*Exercise brief*
Please swap "keypoint" for "marker" in the entries below, from the line with "Each instance receives exactly one keypoint. Mark the staircase" through the end of the entries, and return those lines with nothing else changed.
** start **
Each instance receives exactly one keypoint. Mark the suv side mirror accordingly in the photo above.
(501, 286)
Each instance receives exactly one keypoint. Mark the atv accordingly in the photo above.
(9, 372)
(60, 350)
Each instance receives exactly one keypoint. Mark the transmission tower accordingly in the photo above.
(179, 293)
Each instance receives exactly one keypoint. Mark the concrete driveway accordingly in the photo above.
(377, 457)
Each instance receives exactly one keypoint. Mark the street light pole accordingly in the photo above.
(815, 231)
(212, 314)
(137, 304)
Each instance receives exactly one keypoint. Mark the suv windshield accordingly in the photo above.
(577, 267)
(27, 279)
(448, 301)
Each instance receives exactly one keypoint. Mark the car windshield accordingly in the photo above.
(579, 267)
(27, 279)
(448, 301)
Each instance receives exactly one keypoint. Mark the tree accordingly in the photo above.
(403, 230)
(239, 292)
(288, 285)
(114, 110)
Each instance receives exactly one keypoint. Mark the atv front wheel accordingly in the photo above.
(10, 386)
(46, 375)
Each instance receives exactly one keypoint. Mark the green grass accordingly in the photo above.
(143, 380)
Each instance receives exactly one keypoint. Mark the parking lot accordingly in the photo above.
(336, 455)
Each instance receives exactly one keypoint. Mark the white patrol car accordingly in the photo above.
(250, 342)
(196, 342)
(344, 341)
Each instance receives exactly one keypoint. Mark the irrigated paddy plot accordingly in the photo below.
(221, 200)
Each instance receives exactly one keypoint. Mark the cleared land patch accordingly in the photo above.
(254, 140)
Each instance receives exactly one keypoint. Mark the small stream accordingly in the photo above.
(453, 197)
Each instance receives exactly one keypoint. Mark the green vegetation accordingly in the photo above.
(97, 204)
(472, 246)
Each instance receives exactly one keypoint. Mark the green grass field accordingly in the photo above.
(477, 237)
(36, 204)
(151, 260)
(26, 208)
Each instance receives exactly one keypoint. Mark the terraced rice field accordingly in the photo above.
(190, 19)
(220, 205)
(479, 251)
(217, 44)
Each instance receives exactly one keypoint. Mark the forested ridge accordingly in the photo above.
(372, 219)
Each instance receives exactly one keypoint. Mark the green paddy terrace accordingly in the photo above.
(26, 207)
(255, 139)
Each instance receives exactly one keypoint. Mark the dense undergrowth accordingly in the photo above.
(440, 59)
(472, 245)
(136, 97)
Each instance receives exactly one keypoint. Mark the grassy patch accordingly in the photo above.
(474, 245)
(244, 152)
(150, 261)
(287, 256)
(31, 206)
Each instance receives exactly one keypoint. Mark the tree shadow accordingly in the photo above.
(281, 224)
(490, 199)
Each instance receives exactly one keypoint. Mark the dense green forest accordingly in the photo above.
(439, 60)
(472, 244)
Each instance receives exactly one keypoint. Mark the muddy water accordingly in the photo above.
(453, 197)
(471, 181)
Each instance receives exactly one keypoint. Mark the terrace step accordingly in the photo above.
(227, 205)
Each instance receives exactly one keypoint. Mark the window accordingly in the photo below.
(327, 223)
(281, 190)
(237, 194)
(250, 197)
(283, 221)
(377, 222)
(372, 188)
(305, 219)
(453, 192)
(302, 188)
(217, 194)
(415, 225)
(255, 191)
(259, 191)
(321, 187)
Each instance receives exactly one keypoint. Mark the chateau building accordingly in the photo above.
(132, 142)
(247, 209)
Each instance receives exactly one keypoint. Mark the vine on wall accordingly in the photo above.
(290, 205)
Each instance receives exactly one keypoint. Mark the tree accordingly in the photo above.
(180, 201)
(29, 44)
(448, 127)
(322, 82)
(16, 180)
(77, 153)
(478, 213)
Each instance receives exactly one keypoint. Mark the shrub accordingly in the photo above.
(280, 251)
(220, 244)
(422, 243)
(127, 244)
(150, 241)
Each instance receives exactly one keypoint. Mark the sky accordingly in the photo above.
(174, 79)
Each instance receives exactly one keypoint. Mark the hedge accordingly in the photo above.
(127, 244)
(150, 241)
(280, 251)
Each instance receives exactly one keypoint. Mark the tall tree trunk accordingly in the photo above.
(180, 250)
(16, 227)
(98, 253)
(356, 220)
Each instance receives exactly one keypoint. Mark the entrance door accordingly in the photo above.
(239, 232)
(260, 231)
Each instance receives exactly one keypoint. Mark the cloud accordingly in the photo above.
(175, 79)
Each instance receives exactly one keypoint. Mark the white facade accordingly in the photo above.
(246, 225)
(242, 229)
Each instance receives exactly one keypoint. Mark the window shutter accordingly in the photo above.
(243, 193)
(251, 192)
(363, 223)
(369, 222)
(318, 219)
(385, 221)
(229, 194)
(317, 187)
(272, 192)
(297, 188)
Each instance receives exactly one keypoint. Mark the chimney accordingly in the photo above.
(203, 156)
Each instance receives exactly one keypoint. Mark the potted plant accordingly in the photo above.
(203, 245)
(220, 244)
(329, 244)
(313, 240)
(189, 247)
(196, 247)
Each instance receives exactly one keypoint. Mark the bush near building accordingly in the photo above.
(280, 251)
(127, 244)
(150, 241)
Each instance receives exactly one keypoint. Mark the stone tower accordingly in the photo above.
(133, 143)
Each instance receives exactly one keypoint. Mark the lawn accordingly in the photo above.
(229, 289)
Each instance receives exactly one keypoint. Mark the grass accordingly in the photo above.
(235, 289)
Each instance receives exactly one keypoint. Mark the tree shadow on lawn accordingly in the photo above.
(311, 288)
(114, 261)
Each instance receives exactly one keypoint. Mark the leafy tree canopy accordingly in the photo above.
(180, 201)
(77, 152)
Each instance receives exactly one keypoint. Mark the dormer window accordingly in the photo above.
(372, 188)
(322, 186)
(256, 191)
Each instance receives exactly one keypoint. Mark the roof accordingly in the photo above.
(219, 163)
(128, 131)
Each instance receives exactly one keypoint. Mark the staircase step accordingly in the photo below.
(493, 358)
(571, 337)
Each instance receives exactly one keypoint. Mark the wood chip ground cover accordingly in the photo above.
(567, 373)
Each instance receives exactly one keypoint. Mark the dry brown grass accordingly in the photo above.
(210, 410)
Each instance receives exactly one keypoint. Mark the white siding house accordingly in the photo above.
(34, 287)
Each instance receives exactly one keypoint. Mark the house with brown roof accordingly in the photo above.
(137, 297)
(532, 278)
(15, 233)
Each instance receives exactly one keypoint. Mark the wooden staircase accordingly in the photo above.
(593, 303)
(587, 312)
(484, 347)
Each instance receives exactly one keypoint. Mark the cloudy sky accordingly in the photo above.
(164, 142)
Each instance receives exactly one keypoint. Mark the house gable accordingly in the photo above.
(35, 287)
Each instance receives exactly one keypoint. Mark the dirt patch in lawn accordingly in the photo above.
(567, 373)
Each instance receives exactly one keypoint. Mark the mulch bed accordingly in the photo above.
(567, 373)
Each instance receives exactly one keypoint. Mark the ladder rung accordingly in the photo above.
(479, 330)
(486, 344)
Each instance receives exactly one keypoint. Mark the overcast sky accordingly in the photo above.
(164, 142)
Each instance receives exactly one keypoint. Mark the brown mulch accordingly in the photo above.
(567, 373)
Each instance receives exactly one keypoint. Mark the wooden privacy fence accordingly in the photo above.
** end **
*Answer for this exercise*
Each instance receives exactly one marker. Mark the staircase step accordingly in the photo below.
(493, 358)
(571, 337)
Each instance receives exactly one marker. Mark the wood chip ground cover accordingly in the photo above.
(567, 373)
Each instance receives exactly one marker. Mark the dry brown grass accordingly in the photo above.
(210, 410)
Each instance receives exactly one marker. Mark the white siding house accordingly in the photo above.
(34, 287)
Each instance receives exactly one marker. Mark the house with brown roof accordingly in the photo above.
(137, 297)
(532, 278)
(15, 233)
Each instance receives exactly one marker. Mark the wooden staircase accordingly in the photo above.
(593, 303)
(587, 312)
(484, 347)
Each instance receives exactly one marker. Mark the cloudy sky accordingly in the photo above.
(164, 142)
Each instance receives exactly one marker. Mark the house gable accordingly in the photo above.
(35, 287)
Each instance receives exactly one marker. Mark the dirt patch in lawn accordingly in the photo above.
(567, 373)
Each instance receives exactly one marker. Mark the mulch bed accordingly in the photo above.
(567, 373)
Each instance receives exactly one marker. Mark the ladder rung accordingly in the photo above.
(479, 330)
(486, 344)
Each instance receives exactly one marker. Mark the overcast sky accordingly in the photo above.
(164, 142)
Each instance receives exactly one marker. Mark the brown mulch accordingly in the photo above.
(567, 373)
Each instance receives exactly one marker. Mark the wooden privacy fence accordingly in the photo above.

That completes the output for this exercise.